> Korte opgave
Vervang in alle onderstaande items "Query" overal door "Prompt" en geef de regels verder ongewijzigd weer.

[Datasetitems over locaties van objecten]
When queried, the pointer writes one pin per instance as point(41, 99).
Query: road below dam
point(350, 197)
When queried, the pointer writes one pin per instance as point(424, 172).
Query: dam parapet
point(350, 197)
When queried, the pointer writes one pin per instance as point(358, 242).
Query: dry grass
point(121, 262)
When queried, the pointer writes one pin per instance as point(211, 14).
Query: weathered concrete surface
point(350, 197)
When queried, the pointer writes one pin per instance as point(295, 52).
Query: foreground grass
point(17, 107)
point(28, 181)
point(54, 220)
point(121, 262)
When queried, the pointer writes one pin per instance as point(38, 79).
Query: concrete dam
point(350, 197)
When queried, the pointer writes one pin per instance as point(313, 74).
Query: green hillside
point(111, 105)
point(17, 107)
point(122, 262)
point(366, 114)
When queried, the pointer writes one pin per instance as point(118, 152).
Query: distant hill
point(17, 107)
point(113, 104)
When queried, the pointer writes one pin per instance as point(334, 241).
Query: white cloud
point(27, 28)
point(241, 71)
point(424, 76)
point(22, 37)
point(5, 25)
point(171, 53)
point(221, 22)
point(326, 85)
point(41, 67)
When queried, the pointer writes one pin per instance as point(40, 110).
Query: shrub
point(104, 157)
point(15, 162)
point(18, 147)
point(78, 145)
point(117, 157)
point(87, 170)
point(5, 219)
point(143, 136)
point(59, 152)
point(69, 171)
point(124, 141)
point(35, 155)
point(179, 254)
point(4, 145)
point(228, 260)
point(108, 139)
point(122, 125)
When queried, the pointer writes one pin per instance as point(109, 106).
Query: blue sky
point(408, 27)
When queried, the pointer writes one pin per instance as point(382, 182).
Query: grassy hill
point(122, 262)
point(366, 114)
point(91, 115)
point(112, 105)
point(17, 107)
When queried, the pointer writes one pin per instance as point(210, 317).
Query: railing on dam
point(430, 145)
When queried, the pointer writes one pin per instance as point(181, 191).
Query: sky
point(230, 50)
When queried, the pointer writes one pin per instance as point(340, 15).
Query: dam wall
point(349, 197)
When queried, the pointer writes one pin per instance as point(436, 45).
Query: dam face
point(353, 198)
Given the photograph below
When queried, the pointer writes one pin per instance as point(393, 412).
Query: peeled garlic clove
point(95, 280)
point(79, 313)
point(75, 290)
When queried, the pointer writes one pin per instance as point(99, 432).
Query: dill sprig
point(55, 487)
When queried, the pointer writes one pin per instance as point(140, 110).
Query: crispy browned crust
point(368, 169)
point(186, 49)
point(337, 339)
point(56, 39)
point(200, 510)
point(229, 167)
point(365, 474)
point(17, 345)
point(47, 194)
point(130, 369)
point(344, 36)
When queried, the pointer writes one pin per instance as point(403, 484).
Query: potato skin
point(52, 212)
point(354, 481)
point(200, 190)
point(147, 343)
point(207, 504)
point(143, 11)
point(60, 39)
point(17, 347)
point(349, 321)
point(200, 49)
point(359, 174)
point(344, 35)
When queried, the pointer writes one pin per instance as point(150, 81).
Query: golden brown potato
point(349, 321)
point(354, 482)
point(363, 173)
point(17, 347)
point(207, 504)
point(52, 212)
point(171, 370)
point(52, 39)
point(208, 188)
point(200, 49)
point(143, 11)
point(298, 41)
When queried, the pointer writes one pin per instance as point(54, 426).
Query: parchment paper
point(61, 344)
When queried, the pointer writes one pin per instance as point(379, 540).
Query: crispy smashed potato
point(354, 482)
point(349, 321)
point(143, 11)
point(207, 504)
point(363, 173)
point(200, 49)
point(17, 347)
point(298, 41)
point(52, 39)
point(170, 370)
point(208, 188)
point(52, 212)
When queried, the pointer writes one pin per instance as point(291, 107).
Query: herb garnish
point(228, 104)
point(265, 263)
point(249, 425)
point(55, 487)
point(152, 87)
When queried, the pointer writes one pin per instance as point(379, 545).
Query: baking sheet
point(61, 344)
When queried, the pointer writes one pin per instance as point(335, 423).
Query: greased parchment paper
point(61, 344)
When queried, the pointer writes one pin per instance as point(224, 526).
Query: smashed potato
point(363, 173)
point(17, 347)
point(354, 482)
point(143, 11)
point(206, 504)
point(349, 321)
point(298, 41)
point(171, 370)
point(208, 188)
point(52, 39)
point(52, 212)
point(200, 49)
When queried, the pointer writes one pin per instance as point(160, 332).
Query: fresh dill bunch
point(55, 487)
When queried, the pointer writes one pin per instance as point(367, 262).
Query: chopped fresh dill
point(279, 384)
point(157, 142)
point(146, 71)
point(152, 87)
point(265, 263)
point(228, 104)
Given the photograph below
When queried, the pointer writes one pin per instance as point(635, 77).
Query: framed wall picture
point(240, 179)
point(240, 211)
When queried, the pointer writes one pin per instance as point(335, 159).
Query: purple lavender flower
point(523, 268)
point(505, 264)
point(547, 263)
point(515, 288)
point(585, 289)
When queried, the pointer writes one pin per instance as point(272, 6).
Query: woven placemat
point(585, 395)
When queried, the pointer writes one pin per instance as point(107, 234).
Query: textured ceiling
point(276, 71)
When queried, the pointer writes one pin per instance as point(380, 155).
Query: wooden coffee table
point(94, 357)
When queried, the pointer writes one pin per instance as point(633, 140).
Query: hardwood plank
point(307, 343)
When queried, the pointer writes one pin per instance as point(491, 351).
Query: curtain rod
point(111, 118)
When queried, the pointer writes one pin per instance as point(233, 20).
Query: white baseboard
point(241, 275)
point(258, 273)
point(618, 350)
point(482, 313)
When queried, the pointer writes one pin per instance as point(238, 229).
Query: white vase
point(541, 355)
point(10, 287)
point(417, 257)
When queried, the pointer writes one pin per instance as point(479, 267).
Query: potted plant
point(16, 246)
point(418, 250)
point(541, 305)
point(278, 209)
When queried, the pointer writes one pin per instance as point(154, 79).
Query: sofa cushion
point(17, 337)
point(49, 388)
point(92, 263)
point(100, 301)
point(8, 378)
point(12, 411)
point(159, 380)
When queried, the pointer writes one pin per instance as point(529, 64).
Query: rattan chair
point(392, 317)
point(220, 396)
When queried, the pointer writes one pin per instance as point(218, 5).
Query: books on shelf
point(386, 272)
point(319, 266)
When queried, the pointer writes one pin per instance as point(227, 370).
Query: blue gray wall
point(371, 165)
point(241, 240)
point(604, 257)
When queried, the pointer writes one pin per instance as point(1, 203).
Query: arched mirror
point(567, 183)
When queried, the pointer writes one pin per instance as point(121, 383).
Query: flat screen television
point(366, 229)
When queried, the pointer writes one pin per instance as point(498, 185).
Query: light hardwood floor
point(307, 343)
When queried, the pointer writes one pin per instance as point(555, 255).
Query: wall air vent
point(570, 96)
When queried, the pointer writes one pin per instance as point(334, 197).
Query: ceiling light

> Antwoord op opgave
When queried, the pointer writes one pin per instance as point(41, 99).
Prompt: road below dam
point(350, 197)
When queried, the pointer writes one pin per instance as point(424, 172).
Prompt: dam parapet
point(350, 197)
When queried, the pointer writes one pin per instance as point(358, 242).
Prompt: dry grass
point(121, 262)
When queried, the pointer writes one pin per instance as point(211, 14).
Prompt: weathered concrete surface
point(350, 197)
When queried, the pointer writes one pin per instance as point(295, 52).
Prompt: foreground grass
point(17, 107)
point(28, 181)
point(54, 220)
point(121, 262)
When queried, the pointer writes one pin per instance as point(38, 79).
Prompt: concrete dam
point(350, 197)
When queried, the pointer writes one pin per instance as point(313, 74).
Prompt: green hillside
point(111, 105)
point(17, 107)
point(122, 262)
point(366, 114)
When queried, the pointer writes one pin per instance as point(118, 152).
Prompt: distant hill
point(17, 107)
point(113, 104)
When queried, the pointer writes one pin per instance as point(334, 241).
Prompt: white cloud
point(27, 28)
point(241, 71)
point(424, 76)
point(22, 37)
point(5, 25)
point(171, 53)
point(221, 22)
point(326, 85)
point(41, 67)
When queried, the pointer writes one pin per instance as point(40, 110).
Prompt: shrub
point(104, 157)
point(15, 162)
point(18, 147)
point(78, 145)
point(117, 157)
point(87, 170)
point(5, 219)
point(143, 136)
point(59, 152)
point(69, 171)
point(124, 141)
point(35, 155)
point(179, 254)
point(4, 145)
point(228, 260)
point(108, 139)
point(122, 125)
When queried, the pointer writes one pin per instance as point(109, 106).
Prompt: blue sky
point(408, 27)
When queried, the pointer writes one pin per instance as point(382, 182).
Prompt: grassy hill
point(122, 262)
point(366, 114)
point(91, 115)
point(112, 105)
point(17, 107)
When queried, the pointer writes one pin per instance as point(210, 317).
Prompt: railing on dam
point(430, 145)
When queried, the pointer writes one pin per instance as point(181, 191).
Prompt: sky
point(230, 50)
When queried, the pointer writes one pin per instance as point(340, 15).
Prompt: dam wall
point(349, 197)
When queried, the pointer writes one pin per instance as point(436, 45).
Prompt: dam face
point(353, 198)
Given the photograph below
When queried, the pointer writes one pin per instance as point(393, 412).
Prompt: peeled garlic clove
point(95, 280)
point(79, 313)
point(75, 290)
When queried, the pointer writes one pin per instance as point(99, 432).
Prompt: dill sprig
point(55, 487)
When queried, the pointer writes one pin per instance as point(140, 110).
Prompt: crispy browned crust
point(368, 169)
point(186, 49)
point(337, 339)
point(56, 39)
point(200, 510)
point(229, 167)
point(365, 474)
point(17, 345)
point(47, 194)
point(130, 369)
point(344, 36)
When queried, the pointer writes one pin per instance as point(403, 484).
Prompt: potato skin
point(52, 212)
point(354, 481)
point(200, 190)
point(147, 343)
point(207, 504)
point(143, 11)
point(60, 39)
point(17, 347)
point(349, 321)
point(200, 49)
point(359, 174)
point(344, 35)
When queried, the pointer writes one pin per instance as point(150, 81).
Prompt: golden brown potato
point(349, 321)
point(354, 482)
point(363, 173)
point(17, 347)
point(207, 504)
point(52, 212)
point(171, 370)
point(52, 39)
point(208, 188)
point(200, 49)
point(143, 11)
point(298, 41)
When queried, the pointer writes one pin per instance as point(54, 426).
Prompt: parchment paper
point(61, 344)
When queried, the pointer writes one pin per instance as point(379, 540).
Prompt: crispy smashed potato
point(354, 482)
point(349, 321)
point(143, 11)
point(207, 504)
point(363, 173)
point(200, 49)
point(17, 347)
point(298, 41)
point(52, 39)
point(170, 370)
point(208, 188)
point(52, 212)
When queried, the pointer writes one pin per instance as point(291, 107).
Prompt: herb garnish
point(228, 104)
point(265, 263)
point(249, 425)
point(55, 487)
point(152, 87)
When queried, the pointer writes one pin per instance as point(379, 545).
Prompt: baking sheet
point(61, 344)
When queried, the pointer writes one pin per instance as point(335, 423).
Prompt: greased parchment paper
point(61, 344)
When queried, the pointer writes one pin per instance as point(224, 526).
Prompt: smashed potato
point(363, 173)
point(17, 347)
point(354, 482)
point(143, 11)
point(206, 504)
point(349, 321)
point(298, 41)
point(171, 370)
point(208, 188)
point(52, 39)
point(52, 212)
point(200, 49)
When queried, the pointer writes one pin per instance as point(160, 332).
Prompt: fresh dill bunch
point(55, 487)
When queried, the pointer writes one pin per instance as point(367, 262).
Prompt: chopped fresh dill
point(279, 384)
point(157, 142)
point(146, 71)
point(152, 87)
point(265, 263)
point(228, 104)
Given the photograph below
When queried, the pointer writes one pin per instance as point(635, 77).
Prompt: framed wall picture
point(240, 179)
point(240, 211)
When queried, the pointer writes one pin per instance as point(335, 159).
Prompt: purple lavender flower
point(523, 268)
point(505, 264)
point(547, 263)
point(515, 288)
point(585, 289)
When queried, the pointer writes one pin per instance as point(272, 6).
Prompt: woven placemat
point(585, 395)
When queried, the pointer writes one pin per instance as point(107, 234).
Prompt: textured ceiling
point(276, 71)
When queried, the pointer writes one pin per instance as point(380, 155).
Prompt: wooden coffee table
point(94, 357)
When queried, the pointer writes one pin per instance as point(633, 140).
Prompt: hardwood plank
point(307, 343)
When queried, the pointer writes one pin per instance as point(491, 351).
Prompt: curtain rod
point(111, 118)
When queried, the pointer writes one pin per instance as point(233, 20).
Prompt: white baseboard
point(241, 275)
point(258, 273)
point(618, 350)
point(482, 313)
When queried, the pointer writes one pin per instance as point(238, 229).
Prompt: white vase
point(541, 355)
point(10, 287)
point(417, 257)
When queried, the pointer writes one pin per instance as point(479, 267).
Prompt: potted plant
point(16, 246)
point(418, 250)
point(541, 305)
point(278, 209)
When queried, the pointer writes one pin per instance as point(154, 79).
Prompt: sofa cushion
point(17, 337)
point(49, 388)
point(92, 263)
point(100, 301)
point(8, 378)
point(12, 411)
point(159, 380)
When queried, the pointer writes one pin per instance as point(529, 64).
Prompt: rattan chair
point(392, 317)
point(220, 396)
When queried, the pointer writes one pin per instance as point(218, 5).
Prompt: books on shelf
point(386, 272)
point(319, 266)
When queried, the pointer writes one pin per instance as point(227, 370).
Prompt: blue gray wall
point(371, 165)
point(241, 240)
point(604, 257)
When queried, the pointer writes one pin per instance as point(1, 203).
Prompt: arched mirror
point(567, 183)
When queried, the pointer writes one pin per instance as point(121, 383).
Prompt: flat screen television
point(366, 229)
When queried, the pointer writes one pin per instance as point(498, 185).
Prompt: light hardwood floor
point(307, 343)
When queried, the pointer writes one pin per instance as point(555, 255).
Prompt: wall air vent
point(570, 96)
When queried, the pointer writes one pin per instance as point(334, 197).
Prompt: ceiling light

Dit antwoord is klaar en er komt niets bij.